■ SUPPLIED INFORMATION ■
++++

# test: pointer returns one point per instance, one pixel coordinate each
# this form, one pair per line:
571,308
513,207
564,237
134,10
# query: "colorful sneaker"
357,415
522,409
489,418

++++

■ INSTRUCTIONS FOR THE TASK ■
Transcribe all of the items above, keeping every line unchanged.

■ RESULT OF THIS TASK ■
# test: pointer returns one point per instance, one pixel coordinate each
# this form, one pair per line:
571,308
513,207
564,237
134,10
# query: "colorful sneaker"
357,415
522,409
489,418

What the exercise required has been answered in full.